## WORK TO COMPLETE
Reproduce everything in the text on apicomplexans from "Domain Eukarya" down to "human liver (schizogony)", word for word.

## SELECTED TEXT

Apicomplexans

Domain Eukarya
Kingdom Protista
Section Apicomplexans

All images courtesy of The Robert C. Byrd Health Sciences Center of West Virginia University Department of Microbiology and Immunity
Two organisms of Plasmodium, the apicomplexan genus that causes malaria

Plasmodium merozoites in the human liver (schizogony)

The apicomplexans are protozoans of the phylum Apicomplexa (also called Sporozoa). They are all parasitic, and thus do not have locomotor appendages, and also lack contractile vacuoles. It has recently been discovered that apicomplexans move (a sliding motion previously attributed to mucus secretion) by minute contractions of very small contractile fibrils. Apicomplexans can live in almost any animal, from a human to another apicomplexan. Some, including the species that cause malaria and coccidiosis, are pathogenic.

Apicomplexan cells are specialized as vertebrate parasites. At the apex of the cell, an apicomplexan contains a complex of organelles designed to penetrate specific host cells and tissue. Apicomplexans feed through one of two processes: saprozoic nutrition, absorbing dissolved nutrients already ingested by the host, of eating the host cell themselves, or fluids of the host organism. The processes of respiration (gas exchange) and excretion of wastes are performed by diffusion directly across the plasma membrane. The apicomplexans can have an alternation of generations in their life cycles. Sexual reproduction usually comes directly before spore production, and asexual reproduction is by binary fission or multiple fission.

## LISTED ENTRIES
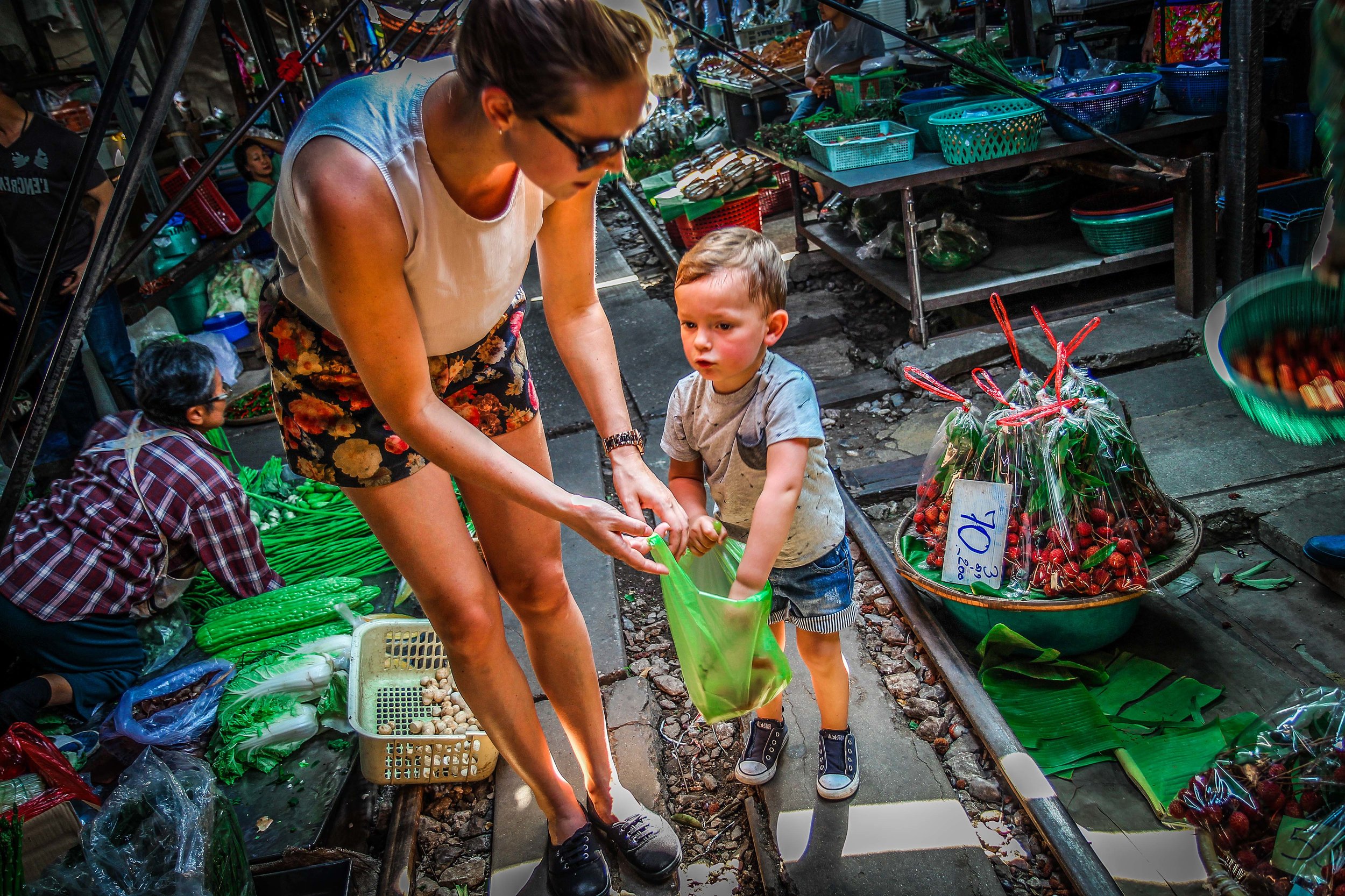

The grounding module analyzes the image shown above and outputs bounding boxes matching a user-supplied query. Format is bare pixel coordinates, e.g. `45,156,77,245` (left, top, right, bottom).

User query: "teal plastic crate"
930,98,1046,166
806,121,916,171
* * *
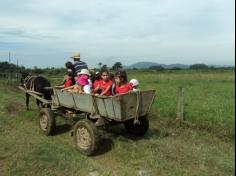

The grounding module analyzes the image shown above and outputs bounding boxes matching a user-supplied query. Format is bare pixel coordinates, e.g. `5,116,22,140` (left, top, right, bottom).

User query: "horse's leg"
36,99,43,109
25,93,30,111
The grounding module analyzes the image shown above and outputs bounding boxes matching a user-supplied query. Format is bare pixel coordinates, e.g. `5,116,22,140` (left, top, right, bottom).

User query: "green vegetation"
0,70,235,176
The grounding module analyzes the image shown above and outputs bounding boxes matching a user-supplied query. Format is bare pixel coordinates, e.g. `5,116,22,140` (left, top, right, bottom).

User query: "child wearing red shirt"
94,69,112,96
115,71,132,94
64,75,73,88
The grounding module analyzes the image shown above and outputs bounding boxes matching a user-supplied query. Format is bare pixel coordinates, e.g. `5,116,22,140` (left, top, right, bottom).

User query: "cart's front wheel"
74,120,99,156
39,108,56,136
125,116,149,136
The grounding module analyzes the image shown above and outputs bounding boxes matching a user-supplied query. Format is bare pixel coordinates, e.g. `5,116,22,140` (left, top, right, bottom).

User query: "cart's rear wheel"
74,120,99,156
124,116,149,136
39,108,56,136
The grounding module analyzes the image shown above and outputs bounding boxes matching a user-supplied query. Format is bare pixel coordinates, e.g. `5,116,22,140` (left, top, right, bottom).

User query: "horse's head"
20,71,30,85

## SOLUTION TO THIS TASK
Domain Eukarya
Kingdom Protista
Section Apicomplexans

All images courtesy of The Robert C. Byrd Health Sciences Center of West Virginia University Department of Microbiology and Immunity
Two organisms of Plasmodium, the apicomplexan genus that causes malaria

Plasmodium merozoites in the human liver (schizogony)